Quoted passage =
▼▼▼
Developed acreage........................................... 4,872 3,576
Undeveloped acreage......................................... 23,153 14,518
------ ------
Total acreage..................................... 28,025 18,094
====== ======


Our gross and net ownership in producing wells in which a working interest
is owned directly by us at December 31, 2002, is as follows:



GROSS NET
----- ----

Natural gas................................................. 11.0 8.6
Oil......................................................... 6.0 3.0
---- ----
Total............................................. 17.0 11.6
==== ====


We participated through our 38 percent non-operating working interest in a
developmental well in West Delta Block 35 in 2001. As an operator, we have not
drilled any exploratory or developmental wells since 1998, and we plan to spend
$2.6 million in the next three years to develop our proved undeveloped reserves.

21


Net Production, Unit Prices and Production Costs

The following table sets forth information regarding the production volumes
of, average unit prices received for, and average production costs for our oil
and natural gas properties for the years ended December 31:



OIL (MBBLS) NATURAL GAS (MMCF)
------------------------ ------------------------
2002 2001 2000 2002 2001 2000
------ ------ ------ ------ ------ ------

Net production(1)................. 318 343 295 3,237 4,038 7,185
Average realized sales price(1)... $23.36 $23.47 $25.26 $ 3.12 $ 4.52 $ 1.86
Average segment realized
production costs(2)............. $15.01 $16.11 $10.87 $ 2.50 $ 2.68 $ 1.81


- ---------------

(1) The information regarding net production and average realized sales prices
includes overriding royalty interests. Net oil and natural gas production
volumes from our overriding royalty interest in the Prince Field were
approximately 50 MBbls and 37 MMcf in 2002 and 37 MBbls and 32 MMcf in 2001.
▲▲▲
Stored rows =
▼▼▼
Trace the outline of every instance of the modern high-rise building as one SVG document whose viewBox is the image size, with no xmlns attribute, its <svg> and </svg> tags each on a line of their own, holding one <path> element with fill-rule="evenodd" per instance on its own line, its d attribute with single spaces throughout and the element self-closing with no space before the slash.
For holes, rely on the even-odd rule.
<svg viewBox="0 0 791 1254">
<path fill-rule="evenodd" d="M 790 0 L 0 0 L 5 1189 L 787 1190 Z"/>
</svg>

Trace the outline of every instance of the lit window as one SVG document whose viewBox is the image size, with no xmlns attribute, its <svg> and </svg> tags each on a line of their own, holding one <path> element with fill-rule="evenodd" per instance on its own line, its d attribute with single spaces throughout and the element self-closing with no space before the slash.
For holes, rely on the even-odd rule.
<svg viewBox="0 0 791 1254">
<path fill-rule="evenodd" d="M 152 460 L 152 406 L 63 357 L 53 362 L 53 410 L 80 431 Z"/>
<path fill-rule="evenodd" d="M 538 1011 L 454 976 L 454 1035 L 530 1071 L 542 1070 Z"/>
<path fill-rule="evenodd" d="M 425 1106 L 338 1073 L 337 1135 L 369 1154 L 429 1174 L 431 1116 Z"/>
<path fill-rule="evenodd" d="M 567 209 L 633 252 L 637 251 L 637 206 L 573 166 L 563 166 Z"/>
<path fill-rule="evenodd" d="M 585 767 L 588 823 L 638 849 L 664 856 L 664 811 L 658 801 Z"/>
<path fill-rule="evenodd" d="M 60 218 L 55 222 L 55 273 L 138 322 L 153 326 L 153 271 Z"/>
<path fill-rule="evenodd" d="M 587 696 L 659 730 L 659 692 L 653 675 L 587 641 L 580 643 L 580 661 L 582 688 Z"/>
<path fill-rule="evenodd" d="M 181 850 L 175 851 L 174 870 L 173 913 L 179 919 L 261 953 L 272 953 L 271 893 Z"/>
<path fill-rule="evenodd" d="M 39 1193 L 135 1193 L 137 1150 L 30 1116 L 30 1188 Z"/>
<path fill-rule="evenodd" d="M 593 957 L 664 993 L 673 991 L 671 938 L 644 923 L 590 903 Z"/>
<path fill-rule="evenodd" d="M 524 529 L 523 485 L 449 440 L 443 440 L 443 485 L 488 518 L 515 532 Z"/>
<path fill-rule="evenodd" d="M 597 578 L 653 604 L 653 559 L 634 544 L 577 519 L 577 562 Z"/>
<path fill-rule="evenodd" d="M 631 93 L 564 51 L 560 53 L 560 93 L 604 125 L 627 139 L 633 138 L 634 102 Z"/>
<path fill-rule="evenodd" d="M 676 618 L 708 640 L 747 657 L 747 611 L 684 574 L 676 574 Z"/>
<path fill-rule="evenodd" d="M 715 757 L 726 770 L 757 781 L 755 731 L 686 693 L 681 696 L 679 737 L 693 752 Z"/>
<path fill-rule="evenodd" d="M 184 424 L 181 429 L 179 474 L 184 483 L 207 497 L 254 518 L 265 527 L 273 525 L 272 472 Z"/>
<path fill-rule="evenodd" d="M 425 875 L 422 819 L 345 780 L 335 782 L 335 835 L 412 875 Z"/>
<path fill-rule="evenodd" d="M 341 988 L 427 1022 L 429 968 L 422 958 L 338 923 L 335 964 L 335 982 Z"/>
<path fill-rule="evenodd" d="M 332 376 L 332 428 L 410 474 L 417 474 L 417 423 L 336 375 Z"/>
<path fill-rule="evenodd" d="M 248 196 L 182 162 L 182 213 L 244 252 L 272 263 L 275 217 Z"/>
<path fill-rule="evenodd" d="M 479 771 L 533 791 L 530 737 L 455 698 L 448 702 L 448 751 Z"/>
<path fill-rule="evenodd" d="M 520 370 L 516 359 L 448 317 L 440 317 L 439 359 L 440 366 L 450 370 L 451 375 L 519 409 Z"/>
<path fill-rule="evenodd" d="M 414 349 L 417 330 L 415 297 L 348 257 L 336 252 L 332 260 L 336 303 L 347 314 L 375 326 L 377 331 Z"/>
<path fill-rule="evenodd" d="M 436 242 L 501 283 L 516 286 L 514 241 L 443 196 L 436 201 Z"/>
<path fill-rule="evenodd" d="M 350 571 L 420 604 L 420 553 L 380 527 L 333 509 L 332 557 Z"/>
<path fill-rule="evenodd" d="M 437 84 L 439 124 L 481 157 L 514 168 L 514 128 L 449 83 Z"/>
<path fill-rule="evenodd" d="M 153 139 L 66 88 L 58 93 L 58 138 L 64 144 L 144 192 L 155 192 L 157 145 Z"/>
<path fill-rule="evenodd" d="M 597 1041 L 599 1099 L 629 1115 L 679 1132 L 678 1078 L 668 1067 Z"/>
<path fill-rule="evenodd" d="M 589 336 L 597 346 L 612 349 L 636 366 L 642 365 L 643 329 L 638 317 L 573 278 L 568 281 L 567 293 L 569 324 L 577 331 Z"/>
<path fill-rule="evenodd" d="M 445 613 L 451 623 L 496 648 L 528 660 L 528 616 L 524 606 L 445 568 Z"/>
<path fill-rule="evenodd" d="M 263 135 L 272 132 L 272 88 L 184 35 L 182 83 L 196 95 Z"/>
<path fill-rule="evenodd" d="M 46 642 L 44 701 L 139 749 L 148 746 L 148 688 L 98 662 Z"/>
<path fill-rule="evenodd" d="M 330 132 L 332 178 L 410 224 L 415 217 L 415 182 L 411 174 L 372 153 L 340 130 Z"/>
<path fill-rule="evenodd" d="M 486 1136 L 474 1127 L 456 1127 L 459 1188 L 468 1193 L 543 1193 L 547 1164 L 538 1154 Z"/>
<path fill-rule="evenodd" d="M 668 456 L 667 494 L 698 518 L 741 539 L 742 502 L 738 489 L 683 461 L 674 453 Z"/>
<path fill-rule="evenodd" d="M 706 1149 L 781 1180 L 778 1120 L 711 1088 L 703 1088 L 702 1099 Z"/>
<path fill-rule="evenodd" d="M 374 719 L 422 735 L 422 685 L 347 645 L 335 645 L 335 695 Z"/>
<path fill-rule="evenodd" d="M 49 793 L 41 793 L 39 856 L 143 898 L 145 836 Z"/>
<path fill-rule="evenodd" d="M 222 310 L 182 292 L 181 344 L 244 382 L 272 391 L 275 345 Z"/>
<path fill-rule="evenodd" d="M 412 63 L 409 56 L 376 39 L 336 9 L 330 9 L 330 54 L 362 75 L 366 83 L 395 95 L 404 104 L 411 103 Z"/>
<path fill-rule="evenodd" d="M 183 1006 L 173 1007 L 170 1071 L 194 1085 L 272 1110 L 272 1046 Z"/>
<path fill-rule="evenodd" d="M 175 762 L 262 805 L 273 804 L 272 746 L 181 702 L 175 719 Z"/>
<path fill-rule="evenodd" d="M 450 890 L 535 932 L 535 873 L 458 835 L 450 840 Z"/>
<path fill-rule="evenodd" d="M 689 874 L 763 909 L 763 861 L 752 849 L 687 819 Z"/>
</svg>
▲▲▲
Requests =
A – In the oil and gas filing excerpt, what share of working interest did the company hold in the developmental well in West Delta Block 35?
B – Write the next part of the oil and gas filing excerpt, picking up after its final sentence.

Replies =
A – A 38 percent non-operating working interest.

B –
We did not have any production volumes from our overriding royalty interest
in the Prince Field in 2000. Average realized oil and natural gas sales
prices for 2000 were impacted by hedging activities. Excluding our hedging
activities, our average realized sales price would have been $28.12 for oil
and $3.91 for natural gas in 2000.

(2) The components of average segment realized production costs, which consist
of production expenses per unit of oil or natural gas produced, may vary
substantially among wells depending on the methods of recovery employed and
other factors. Our production expenses include third party transportation
expenses, maintenance and repair, labor and utilities costs, as well as the
cost of platform access fees paid by our oil and natural gas subsidiary,
included in our oil and natural gas production segment, to subsidiaries
included in our platforms segment. These platform access fees are eliminated
in our consolidated financial statements. For the year 2002, these platform
access fees were approximately $6.8 million and for each of the years 2001
and 2000, these platform access fees were approximately $10 million. On a
consolidated basis our average realized production costs were as follows:



OIL (MBBLS) NATURAL GAS (MMCF)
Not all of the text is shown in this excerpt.